WORK TO BE COMPLETED
Hand back the entries below exactly.

%%

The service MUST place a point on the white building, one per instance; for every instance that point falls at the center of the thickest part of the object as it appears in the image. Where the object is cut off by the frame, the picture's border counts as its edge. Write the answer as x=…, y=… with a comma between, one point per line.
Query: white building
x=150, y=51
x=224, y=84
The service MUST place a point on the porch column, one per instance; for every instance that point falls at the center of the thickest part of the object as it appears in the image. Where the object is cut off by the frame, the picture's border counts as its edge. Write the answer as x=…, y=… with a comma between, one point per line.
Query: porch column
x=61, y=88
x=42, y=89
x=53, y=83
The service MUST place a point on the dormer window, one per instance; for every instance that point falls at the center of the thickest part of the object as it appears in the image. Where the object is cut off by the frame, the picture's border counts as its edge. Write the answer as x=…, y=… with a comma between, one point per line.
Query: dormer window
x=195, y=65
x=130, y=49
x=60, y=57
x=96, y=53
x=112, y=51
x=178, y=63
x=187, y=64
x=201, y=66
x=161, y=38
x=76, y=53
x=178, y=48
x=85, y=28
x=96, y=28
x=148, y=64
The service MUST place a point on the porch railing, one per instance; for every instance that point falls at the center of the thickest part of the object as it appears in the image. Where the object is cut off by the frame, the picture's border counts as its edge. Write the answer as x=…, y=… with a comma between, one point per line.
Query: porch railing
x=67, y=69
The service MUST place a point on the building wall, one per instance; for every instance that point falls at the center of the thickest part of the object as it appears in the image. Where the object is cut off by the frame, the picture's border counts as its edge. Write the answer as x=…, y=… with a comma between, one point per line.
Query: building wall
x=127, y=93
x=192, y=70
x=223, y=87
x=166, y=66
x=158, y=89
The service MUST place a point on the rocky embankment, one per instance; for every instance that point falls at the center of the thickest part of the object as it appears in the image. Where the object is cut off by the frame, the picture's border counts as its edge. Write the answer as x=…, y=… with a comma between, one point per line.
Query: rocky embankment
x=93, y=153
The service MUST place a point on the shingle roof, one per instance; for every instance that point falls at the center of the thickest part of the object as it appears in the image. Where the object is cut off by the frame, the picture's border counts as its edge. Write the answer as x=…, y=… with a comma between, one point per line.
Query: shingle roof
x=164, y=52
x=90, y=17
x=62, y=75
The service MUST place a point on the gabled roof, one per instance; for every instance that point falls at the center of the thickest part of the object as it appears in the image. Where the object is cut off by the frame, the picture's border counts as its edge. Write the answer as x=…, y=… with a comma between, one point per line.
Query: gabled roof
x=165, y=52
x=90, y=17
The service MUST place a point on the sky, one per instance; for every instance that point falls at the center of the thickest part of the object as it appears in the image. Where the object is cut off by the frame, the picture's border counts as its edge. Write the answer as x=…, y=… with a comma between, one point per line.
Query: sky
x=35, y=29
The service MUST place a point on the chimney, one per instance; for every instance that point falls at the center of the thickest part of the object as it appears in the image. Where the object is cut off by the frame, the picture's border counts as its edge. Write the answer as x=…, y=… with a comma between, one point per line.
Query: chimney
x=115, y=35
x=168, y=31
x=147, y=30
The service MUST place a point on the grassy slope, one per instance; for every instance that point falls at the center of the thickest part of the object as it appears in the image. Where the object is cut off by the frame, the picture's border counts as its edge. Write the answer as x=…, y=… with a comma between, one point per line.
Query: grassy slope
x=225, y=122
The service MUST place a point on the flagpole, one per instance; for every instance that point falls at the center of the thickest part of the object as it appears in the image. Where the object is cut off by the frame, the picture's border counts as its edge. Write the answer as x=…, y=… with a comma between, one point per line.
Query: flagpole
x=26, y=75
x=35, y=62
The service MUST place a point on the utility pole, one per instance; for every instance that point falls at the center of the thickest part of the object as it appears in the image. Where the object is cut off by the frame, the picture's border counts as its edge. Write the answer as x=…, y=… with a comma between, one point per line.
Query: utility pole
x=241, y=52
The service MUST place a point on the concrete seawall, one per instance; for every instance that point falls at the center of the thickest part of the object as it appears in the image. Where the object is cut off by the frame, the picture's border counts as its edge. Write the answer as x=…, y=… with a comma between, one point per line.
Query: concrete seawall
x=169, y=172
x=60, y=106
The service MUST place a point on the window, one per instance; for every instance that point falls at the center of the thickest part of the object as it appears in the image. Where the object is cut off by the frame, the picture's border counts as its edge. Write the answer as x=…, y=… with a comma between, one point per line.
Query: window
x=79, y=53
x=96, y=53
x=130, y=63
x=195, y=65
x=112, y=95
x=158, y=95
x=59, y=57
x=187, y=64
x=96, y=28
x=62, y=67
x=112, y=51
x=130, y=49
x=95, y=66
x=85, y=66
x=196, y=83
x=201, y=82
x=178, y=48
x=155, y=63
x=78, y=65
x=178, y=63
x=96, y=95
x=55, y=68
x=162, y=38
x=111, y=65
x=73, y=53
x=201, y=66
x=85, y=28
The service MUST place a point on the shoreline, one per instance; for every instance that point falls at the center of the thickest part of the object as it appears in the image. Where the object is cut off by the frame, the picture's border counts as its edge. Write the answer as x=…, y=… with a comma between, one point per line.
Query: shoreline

%%

TASK SOLUTION
The service MUST place a point on the white building, one per instance; for every instance that point falls at the center of the thickest part of the object as it appears in the image. Where the object is cut off by the frame, the picture's border counts as its edge. Write the answer as x=…, y=… with a comma between, one point per line.
Query: white building
x=150, y=51
x=224, y=84
The service MUST place a point on the porch column, one per instance; for every instance that point falls at the center of the thickest part of the object as it appears in the image. Where the object is cut off by the frame, the picture's border counts as its edge. Write the answer as x=…, y=… with a comma between, one point per line.
Query: porch column
x=61, y=88
x=42, y=89
x=53, y=83
The service MUST place a point on the dormer window, one per instance; for every instance that point falls at the center of the thickest part of the object as it appears in the image. Where the object is cut off by the frame, the picture's border counts as its edge. Write the answer as x=…, y=… with a comma between, one point per line.
Query: dormer window
x=195, y=65
x=130, y=49
x=60, y=57
x=96, y=53
x=112, y=51
x=178, y=63
x=187, y=64
x=201, y=66
x=161, y=38
x=76, y=53
x=178, y=48
x=85, y=28
x=96, y=28
x=148, y=64
The service MUST place a point on the porch railing, one per instance; for every instance that point falls at the center of the thickest part of the object as it appears in the image. Where the object is cut off by the frame, the picture's border counts as its edge. Write the answer as x=…, y=… with a comma between, one point per line.
Query: porch railing
x=67, y=69
The service MUST place a point on the building wall, one per instance; for every instance that point falls at the center of the thickest part of the object as it appears in the image. Where the object is cut off by the frame, the picture's border counts as its edge. Write the answer as x=…, y=… with a comma between, one point per line.
Query: building wall
x=127, y=93
x=192, y=70
x=223, y=87
x=166, y=66
x=158, y=89
The service MUST place a point on the rocky embankment, one per instance; for every instance that point falls at the center of the thickest part of the object as it appears in the image. Where the object is cut off by the frame, the picture's border counts as its edge. Write the answer as x=…, y=… with a comma between, one point per line.
Query: rocky embankment
x=93, y=153
The service MUST place a point on the shingle roof, one per instance; for every instance that point falls at the center of the thickest part of the object as it appears in the image. Where the object is cut off by the frame, the picture's border counts as its edge. Write the answer as x=…, y=… with a comma between, one point per line.
Query: shingle roof
x=164, y=52
x=90, y=17
x=62, y=75
The service MUST place a point on the gabled roof, one per instance; for every instance that point falls at the center of the thickest part of the object as it appears in the image. Where the object is cut off by the frame, the picture's border counts as its edge. Write the answer as x=…, y=… with a comma between, one point per line.
Query: gabled roof
x=165, y=52
x=90, y=17
The service MUST place a point on the sky, one per instance; for every instance that point falls at the center of the thickest part of the object as it appears in the image. Where the object is cut off by the frame, the picture's border counts as its edge. Write the answer as x=…, y=… with a comma between, one point per line.
Query: sky
x=35, y=29
The service MUST place a point on the chimney, one per instance; for every instance that point falls at the center of the thickest part of the object as it appears in the image. Where the object is cut off by the frame, the picture's border counts as its edge. Write the answer as x=…, y=… with a comma between, one point per line.
Query: chimney
x=115, y=35
x=168, y=31
x=147, y=30
The service MUST place a point on the grassy slope, one per instance; for every instance that point falls at the center of the thickest part of the object as it appears in the image. Where the object is cut off by the frame, the picture's border counts as its edge. Write the answer as x=…, y=… with a comma between, one point per line.
Query: grassy slope
x=225, y=122
The service MUST place a point on the flagpole, one per instance; for every instance that point falls at the center of the thickest part of the object as it appears in the image. Where the object is cut off by the frame, the picture's border counts as its edge. Write the answer as x=…, y=… with a comma between, one point per line.
Query: flagpole
x=26, y=75
x=35, y=62
The service MUST place a point on the utility pole, one per instance; for every instance that point falls at the center of the thickest part of the object as it appears in the image. Where the object is cut off by the frame, the picture's border counts as its edge. Write the answer as x=…, y=… with a comma between, one point per line.
Query: utility pole
x=241, y=52
The service MUST place a point on the concrete seawall, one per instance; for every instance that point falls at the center of the thickest part of the object as it appears in the image. Where the object is cut off by the frame, the picture's border counts as its edge. Write the answer as x=…, y=… with a comma between, one point per line.
Query: concrete seawall
x=169, y=172
x=60, y=106
The service MUST place a point on the window, one per instance; for every instance that point falls at the center of the thickest part of the object as it appears in the image. Where the object is cut off by the frame, the picture's border counts as its edge. Write the answer as x=…, y=… with a comma between, one point per line.
Query: window
x=79, y=53
x=96, y=53
x=130, y=63
x=195, y=65
x=112, y=95
x=158, y=95
x=59, y=57
x=187, y=64
x=96, y=28
x=62, y=67
x=112, y=51
x=130, y=49
x=95, y=66
x=85, y=66
x=196, y=83
x=201, y=82
x=178, y=48
x=155, y=63
x=78, y=65
x=178, y=63
x=96, y=95
x=55, y=68
x=162, y=38
x=111, y=65
x=73, y=53
x=201, y=66
x=85, y=28
The service MUST place a point on the shoreline, one per instance; for every instance that point falls at the center of the thickest part of the object as it appears in the image. Where the object is cut off by the frame, the picture's border counts as its edge. Write the answer as x=…, y=… with a comma between, one point per line.
Query: shoreline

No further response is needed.